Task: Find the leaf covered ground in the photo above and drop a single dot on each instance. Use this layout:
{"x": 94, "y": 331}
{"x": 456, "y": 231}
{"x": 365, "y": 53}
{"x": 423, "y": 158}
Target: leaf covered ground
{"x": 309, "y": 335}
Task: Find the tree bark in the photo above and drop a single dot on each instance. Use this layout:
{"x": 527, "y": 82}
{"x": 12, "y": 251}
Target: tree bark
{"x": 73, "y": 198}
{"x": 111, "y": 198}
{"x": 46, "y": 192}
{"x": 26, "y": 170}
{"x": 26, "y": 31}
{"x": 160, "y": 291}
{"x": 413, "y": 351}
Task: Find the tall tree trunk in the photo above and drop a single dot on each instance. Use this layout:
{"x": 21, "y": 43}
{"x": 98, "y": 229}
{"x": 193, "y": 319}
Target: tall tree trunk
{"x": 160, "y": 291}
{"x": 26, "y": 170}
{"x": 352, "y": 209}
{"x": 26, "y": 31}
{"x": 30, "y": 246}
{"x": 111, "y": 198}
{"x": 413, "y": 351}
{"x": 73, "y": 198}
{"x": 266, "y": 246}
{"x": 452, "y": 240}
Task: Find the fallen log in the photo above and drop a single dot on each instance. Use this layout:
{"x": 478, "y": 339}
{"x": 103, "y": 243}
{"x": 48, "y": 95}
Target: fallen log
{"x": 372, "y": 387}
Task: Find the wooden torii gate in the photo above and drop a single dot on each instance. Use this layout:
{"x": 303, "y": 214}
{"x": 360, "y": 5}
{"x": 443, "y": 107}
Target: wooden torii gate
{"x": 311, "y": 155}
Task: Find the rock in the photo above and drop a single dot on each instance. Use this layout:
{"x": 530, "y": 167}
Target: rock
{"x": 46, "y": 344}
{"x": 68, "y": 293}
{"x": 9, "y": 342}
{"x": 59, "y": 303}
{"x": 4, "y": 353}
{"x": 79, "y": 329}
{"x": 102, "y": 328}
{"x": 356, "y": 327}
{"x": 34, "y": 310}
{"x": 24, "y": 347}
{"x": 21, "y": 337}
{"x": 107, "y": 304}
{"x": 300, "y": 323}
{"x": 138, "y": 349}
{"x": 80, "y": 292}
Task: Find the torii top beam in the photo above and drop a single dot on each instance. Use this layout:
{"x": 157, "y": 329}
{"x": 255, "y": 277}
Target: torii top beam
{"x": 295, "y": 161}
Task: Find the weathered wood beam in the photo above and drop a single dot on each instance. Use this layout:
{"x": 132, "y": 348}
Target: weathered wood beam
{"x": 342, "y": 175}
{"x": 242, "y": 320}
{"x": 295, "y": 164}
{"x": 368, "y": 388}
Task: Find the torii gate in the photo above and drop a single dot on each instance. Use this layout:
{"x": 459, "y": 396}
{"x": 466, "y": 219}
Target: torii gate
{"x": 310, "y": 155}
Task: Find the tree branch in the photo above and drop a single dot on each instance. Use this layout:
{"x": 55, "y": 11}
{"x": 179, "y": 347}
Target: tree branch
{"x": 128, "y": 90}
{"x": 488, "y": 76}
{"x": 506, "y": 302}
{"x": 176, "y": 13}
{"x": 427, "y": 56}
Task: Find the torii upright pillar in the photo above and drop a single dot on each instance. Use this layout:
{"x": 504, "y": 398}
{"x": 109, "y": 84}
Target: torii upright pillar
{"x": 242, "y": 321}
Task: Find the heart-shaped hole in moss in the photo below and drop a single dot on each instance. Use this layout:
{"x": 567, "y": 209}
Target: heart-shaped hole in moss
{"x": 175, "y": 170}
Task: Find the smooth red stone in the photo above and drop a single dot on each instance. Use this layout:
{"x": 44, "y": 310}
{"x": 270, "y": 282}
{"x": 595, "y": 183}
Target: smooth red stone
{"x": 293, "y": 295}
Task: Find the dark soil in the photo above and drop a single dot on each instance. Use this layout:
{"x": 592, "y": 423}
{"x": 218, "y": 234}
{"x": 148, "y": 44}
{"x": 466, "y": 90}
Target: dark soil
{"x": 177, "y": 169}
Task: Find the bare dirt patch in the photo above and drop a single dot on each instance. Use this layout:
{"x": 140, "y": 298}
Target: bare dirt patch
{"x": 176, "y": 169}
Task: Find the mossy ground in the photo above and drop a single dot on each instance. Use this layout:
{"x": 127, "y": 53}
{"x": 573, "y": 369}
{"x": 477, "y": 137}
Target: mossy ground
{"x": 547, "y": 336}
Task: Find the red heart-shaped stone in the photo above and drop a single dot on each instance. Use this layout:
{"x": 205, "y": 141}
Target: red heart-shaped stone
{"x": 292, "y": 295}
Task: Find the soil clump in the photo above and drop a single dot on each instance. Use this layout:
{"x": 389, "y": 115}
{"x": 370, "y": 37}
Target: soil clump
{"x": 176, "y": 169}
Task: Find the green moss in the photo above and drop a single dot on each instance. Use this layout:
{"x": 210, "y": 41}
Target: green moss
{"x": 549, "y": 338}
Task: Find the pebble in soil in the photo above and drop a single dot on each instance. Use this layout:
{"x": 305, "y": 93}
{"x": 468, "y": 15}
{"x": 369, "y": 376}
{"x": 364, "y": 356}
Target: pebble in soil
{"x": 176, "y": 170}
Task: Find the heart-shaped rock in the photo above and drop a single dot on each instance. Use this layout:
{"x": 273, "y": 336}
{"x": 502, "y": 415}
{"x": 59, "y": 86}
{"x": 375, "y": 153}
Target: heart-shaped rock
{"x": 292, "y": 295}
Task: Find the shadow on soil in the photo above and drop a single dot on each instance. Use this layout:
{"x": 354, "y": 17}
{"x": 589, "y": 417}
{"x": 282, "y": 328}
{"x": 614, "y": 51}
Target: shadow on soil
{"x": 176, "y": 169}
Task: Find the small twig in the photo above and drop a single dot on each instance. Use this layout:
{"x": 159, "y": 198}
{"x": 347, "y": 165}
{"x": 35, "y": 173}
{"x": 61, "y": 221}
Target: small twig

TASK GOAL —
For the string "twig", go through the entries above and copy each line where it occurs.

FINAL ANSWER —
Task: Find the small twig in the photo above and drop a single dot on each instance. Use this layout:
Target: small twig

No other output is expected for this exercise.